Information shown:
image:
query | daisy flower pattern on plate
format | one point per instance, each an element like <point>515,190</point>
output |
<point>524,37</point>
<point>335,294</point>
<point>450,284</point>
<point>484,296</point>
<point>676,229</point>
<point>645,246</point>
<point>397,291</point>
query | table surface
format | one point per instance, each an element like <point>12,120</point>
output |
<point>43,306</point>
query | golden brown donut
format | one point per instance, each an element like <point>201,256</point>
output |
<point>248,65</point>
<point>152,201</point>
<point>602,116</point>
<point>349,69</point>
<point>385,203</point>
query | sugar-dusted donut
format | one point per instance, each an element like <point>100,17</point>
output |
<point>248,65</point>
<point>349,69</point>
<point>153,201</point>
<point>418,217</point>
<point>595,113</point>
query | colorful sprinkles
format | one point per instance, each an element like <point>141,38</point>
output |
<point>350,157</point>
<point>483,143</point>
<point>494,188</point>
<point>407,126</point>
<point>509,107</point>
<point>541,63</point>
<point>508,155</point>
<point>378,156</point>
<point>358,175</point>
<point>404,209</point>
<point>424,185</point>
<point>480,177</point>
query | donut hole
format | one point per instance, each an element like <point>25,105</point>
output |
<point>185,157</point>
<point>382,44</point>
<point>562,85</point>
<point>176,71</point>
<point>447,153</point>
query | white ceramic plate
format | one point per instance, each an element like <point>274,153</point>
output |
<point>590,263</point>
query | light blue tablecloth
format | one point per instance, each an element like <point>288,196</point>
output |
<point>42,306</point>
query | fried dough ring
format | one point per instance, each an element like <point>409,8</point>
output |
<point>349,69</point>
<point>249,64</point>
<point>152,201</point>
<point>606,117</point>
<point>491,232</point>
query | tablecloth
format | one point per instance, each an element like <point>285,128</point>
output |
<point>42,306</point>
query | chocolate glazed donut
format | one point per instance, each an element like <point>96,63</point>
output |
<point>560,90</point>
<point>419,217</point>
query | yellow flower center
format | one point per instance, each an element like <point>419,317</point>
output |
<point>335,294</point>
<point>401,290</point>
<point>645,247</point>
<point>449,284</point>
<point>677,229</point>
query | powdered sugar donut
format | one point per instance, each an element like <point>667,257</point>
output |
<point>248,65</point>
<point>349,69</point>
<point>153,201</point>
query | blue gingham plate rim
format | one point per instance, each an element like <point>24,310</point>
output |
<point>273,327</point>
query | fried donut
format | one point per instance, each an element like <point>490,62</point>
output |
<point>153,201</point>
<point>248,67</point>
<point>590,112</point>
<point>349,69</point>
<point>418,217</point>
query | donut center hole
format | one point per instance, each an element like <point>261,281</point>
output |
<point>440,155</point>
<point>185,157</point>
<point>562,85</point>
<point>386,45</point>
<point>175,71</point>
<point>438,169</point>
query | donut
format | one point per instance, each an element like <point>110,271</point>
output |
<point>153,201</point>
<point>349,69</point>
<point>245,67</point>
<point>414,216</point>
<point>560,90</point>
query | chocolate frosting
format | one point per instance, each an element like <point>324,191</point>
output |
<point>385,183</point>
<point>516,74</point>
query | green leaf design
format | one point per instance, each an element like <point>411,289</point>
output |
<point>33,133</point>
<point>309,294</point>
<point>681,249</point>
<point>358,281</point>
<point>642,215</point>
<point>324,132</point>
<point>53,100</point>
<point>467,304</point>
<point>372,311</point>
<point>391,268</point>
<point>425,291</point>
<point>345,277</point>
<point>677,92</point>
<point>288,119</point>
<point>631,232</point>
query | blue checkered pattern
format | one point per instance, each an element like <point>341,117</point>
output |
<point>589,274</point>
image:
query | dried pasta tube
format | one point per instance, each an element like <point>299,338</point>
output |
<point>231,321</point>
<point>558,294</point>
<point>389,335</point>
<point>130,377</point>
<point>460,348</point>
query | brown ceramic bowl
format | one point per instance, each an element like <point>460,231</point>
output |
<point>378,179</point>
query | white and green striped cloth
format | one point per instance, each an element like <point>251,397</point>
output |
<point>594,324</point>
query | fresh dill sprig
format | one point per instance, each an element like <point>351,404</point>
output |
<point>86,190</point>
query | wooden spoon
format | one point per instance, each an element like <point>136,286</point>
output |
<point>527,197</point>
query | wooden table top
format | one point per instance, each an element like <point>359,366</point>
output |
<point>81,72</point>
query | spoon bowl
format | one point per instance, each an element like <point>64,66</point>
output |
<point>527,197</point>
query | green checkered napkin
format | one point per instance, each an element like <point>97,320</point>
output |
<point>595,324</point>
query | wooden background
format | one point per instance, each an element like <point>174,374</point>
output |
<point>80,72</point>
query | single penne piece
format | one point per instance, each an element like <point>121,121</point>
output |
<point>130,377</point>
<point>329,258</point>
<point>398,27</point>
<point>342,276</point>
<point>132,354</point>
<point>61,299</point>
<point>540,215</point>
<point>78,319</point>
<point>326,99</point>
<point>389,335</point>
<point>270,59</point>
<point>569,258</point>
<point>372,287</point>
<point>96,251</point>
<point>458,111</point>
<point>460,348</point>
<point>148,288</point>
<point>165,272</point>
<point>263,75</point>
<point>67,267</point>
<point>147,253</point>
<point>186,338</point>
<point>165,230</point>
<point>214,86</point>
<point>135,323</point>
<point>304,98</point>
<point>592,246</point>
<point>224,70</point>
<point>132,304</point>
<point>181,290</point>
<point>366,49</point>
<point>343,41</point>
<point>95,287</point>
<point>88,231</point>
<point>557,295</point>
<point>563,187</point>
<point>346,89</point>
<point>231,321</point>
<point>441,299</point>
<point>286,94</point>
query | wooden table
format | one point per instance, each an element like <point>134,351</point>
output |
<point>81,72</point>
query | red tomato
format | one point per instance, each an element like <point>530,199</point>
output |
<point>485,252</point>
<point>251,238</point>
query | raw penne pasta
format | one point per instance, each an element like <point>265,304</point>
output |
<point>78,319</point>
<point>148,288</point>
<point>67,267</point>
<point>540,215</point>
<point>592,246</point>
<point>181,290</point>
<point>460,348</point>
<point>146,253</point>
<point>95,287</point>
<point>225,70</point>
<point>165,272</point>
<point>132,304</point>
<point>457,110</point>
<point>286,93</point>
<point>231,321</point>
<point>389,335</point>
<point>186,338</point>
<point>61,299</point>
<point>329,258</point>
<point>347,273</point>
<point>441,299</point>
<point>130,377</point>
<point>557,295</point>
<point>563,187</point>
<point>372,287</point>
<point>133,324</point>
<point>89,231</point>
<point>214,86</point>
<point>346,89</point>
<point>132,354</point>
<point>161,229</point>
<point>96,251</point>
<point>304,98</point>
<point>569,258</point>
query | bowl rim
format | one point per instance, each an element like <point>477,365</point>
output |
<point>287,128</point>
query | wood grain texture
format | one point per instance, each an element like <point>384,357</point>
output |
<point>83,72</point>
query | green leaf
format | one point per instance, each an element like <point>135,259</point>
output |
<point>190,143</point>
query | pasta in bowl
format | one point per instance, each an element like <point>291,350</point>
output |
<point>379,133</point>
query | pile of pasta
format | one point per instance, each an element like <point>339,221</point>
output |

==

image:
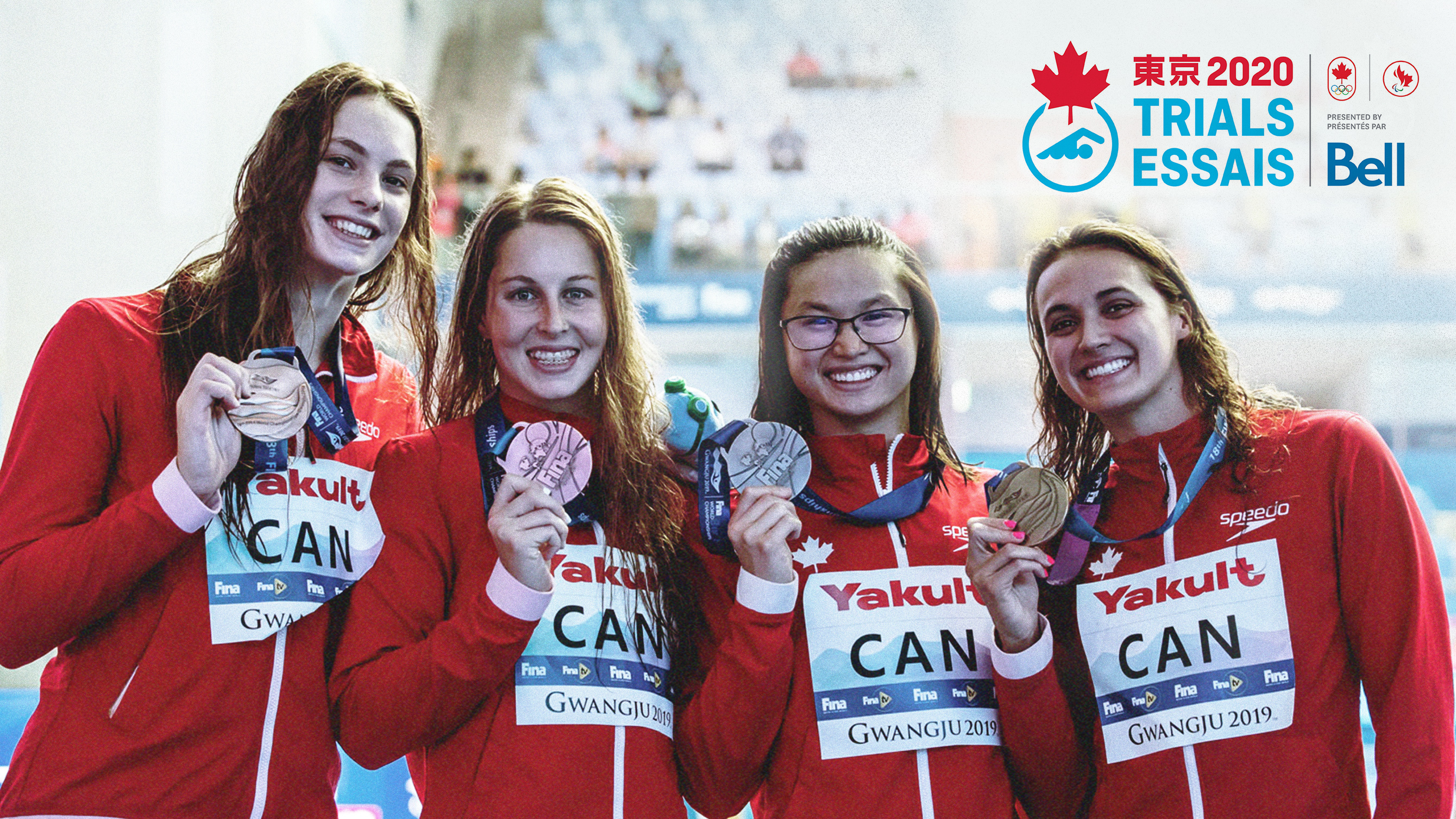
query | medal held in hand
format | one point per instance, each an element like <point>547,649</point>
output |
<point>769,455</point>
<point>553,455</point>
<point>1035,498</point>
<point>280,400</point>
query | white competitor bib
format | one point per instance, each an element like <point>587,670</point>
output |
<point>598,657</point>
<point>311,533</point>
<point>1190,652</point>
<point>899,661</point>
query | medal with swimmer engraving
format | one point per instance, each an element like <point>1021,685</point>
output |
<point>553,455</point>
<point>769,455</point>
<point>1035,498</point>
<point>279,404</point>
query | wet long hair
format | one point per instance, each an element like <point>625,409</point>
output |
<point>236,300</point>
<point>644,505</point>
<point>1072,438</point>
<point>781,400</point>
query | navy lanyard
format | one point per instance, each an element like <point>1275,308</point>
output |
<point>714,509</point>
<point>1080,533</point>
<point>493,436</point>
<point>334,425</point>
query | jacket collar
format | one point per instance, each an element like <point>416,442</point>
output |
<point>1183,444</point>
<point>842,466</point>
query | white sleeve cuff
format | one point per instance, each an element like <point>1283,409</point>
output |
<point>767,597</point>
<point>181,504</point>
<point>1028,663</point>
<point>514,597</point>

The task: Quote the rows above word for word, starting with the line containing "query | table surface" and going on through the line containing "<point>385,203</point>".

Result of the exercise:
query | table surface
format | one point per instance, each an element like <point>12,120</point>
output |
<point>43,306</point>
query | golden brown donut
format | one point per instance, each an element like <point>201,256</point>
output |
<point>248,65</point>
<point>152,201</point>
<point>602,116</point>
<point>349,69</point>
<point>385,203</point>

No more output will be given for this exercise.